- _Passage provided_:
2009 Portuguese GP2 round

Round details
- Round 10 of 10 rounds in the 2009 GP2 Series
- Autódromo Internacional do Algarve
- Location: Autódromo Internacional do Algarve Portimão, Portugal
- Course: Permanent racing facility 4.692 km (2.915 mi)

GP2 Series

Feature race
- Date: 19 September 2009
- Laps: 37

Pole position
- Driver: Vitaly Petrov / Barwa Addax Team
- Time: 1:30.819

Podium
- First: Nico Hülkenberg / ART Grand Prix
- Second: Luca Filippi / Super Nova Racing
- Third: Lucas di Grassi / F. B. Racing Engineering

Fastest lap
- Driver: Diego Nunes / iSport International
- Time: 1:32.113 (on lap 14)

Sprint race
- Date: 20 September 2009
- Laps: 24

Podium
- First: Luca Filippi / Super Nova Racing
- Second: Javier Villa / Super Nova Racing
- Third: Dani Clos / F. B. Racing Engineering

Fastest lap
- Driver: Nico Hülkenberg / ART Grand Prix
- Time: 1:32.388 (on lap 10)

= 2009 Algarve GP2 Series round =

The 2009 Portuguese GP2 round was the final round of the 2009 GP2 Series season. It was held on September 19 and 20, 2009 at Autódromo Internacional do Algarve at Portimão, Portugal. This race was the only race in the 2009 GP2 Series season that was not acting as a support race for Formula One, instead supporting a 2009 FIA GT Algarve 2 Hours event.

== Report ==
=== Background ===
As Nico Hülkenberg claimed the drivers title at the previous round in Monza, only the battle for the Teams championship could be fought in the Algarve. This was the final GP2 race for Hülkenberg, as he would step up to Formula One in . Durango team was forced to also lose this round of not being able to hire any pilot to compete.

- _Task prompt_: Continue the article on the 2009 Portuguese GP2 round, starting after its last sentence.

- _Extracted data_:
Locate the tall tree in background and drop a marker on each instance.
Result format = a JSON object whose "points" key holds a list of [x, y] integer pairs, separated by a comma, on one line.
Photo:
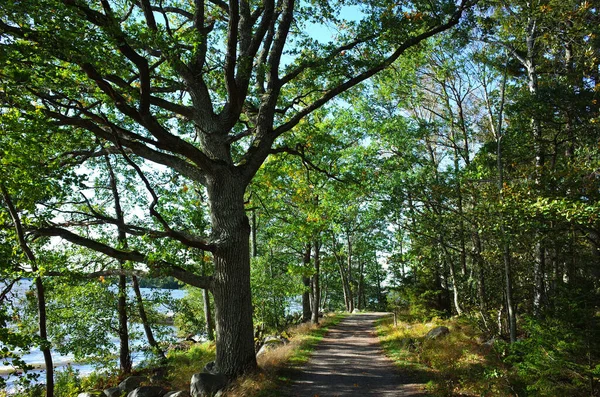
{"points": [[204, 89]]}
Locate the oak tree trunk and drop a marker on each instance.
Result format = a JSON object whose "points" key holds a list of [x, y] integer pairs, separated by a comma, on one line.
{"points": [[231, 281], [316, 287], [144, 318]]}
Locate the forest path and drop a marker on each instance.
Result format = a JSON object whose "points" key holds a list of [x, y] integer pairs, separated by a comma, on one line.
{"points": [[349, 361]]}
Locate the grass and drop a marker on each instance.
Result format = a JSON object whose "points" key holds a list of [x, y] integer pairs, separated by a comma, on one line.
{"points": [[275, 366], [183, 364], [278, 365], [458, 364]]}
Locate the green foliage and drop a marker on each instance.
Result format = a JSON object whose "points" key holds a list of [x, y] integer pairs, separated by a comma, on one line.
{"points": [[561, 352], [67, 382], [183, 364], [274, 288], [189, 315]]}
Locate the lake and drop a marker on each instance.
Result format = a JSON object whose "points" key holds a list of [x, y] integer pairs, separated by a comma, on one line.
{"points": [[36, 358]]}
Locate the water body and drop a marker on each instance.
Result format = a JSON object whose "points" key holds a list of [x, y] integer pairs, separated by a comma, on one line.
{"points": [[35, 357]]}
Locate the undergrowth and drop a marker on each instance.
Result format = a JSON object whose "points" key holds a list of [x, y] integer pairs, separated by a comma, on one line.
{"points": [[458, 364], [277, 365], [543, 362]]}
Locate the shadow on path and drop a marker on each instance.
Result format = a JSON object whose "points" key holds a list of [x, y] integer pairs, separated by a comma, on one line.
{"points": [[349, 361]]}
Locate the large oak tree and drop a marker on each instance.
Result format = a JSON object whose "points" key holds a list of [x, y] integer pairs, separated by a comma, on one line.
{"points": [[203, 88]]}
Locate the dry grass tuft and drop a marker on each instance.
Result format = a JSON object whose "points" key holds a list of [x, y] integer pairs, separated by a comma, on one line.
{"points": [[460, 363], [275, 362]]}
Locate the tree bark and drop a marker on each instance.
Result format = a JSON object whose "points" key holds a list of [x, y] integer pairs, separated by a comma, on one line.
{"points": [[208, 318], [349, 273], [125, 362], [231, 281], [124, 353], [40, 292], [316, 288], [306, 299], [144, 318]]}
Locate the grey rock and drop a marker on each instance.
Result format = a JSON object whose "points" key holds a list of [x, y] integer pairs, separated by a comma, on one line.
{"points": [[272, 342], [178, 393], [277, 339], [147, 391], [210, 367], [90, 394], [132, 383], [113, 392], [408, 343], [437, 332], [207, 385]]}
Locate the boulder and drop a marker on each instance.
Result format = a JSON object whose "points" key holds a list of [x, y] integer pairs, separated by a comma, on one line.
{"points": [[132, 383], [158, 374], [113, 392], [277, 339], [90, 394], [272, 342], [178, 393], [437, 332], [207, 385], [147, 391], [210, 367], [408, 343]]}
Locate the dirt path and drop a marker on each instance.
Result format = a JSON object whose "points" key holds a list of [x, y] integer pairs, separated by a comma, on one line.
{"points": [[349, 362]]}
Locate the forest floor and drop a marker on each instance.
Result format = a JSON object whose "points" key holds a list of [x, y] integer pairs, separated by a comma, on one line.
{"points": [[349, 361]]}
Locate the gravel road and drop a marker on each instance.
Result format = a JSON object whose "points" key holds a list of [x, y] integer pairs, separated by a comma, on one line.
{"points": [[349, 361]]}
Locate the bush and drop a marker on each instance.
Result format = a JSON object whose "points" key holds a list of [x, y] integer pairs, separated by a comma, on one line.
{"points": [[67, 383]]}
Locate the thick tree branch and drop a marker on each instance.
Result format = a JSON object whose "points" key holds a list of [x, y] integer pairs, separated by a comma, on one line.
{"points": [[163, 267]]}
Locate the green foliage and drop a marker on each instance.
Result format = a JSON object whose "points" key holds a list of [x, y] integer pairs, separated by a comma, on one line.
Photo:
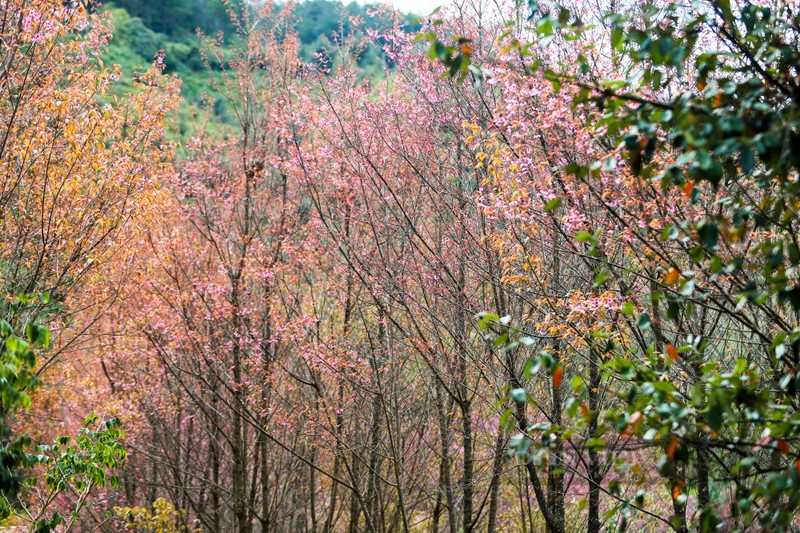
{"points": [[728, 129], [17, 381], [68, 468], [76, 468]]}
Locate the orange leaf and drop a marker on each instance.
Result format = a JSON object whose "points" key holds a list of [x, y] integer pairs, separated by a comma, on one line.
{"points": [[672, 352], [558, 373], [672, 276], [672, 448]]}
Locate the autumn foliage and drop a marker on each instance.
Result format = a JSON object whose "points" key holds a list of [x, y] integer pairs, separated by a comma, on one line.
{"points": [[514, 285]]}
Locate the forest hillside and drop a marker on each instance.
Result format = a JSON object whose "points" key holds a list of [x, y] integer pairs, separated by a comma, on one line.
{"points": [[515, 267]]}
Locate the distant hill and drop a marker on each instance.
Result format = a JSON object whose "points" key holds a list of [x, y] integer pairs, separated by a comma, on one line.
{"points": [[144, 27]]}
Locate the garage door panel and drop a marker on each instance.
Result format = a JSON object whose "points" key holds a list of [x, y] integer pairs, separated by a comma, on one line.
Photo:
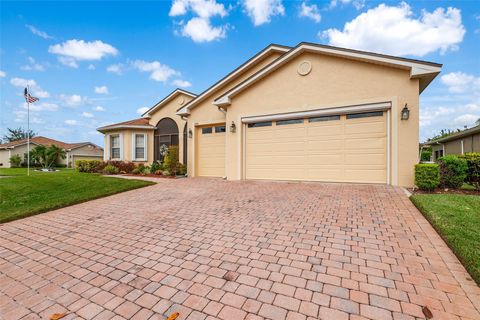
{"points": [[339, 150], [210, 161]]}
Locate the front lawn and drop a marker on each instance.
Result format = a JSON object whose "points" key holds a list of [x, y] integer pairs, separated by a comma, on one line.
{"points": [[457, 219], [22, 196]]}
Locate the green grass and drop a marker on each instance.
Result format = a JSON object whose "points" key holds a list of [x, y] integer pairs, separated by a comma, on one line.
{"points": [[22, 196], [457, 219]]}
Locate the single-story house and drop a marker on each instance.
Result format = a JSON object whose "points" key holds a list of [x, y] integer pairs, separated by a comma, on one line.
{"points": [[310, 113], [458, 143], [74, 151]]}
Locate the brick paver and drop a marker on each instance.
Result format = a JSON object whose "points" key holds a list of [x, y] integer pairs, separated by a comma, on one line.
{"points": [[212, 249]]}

- _Result of this exercise_:
=== Feature race ===
Vitaly Petrov started on pole for the feature race, with Dani Clos qualifying a career best second. GP2 Champion Hülkenberg started from third on the grid, but got a good start down into turn 1, where he slotted in behind Petrov. After a few laps behind the Russian, Hülkenberg made the decision to pit first. His gamble eventually paid off as after Petrov stopped, Hülkenberg gained the lead and never looked back, winning by 10 seconds. Petrov faded afterwards, by finishing in fourth, with Luca Filippi battling his way through the field to finish second ahead of a surging Lucas di Grassi. Roldán Rodríguez was fifth behind Petrov, with Michael Herck earning his first points in GP2 in sixth, before stewards disqualified him. Kamui Kobayashi finished seventh, while Davide Valsecchi finished eighth, both moved up one place after Herck's disqualification, with Valsecchi scoring his first points for Barwa Addax Team. Andreas Zuber finished ninth but was promoted to the reverse-grid pole. With Hülkenberg winning, both championship battles finished, as he earned enough points for ART Grand Prix to win the teams championship.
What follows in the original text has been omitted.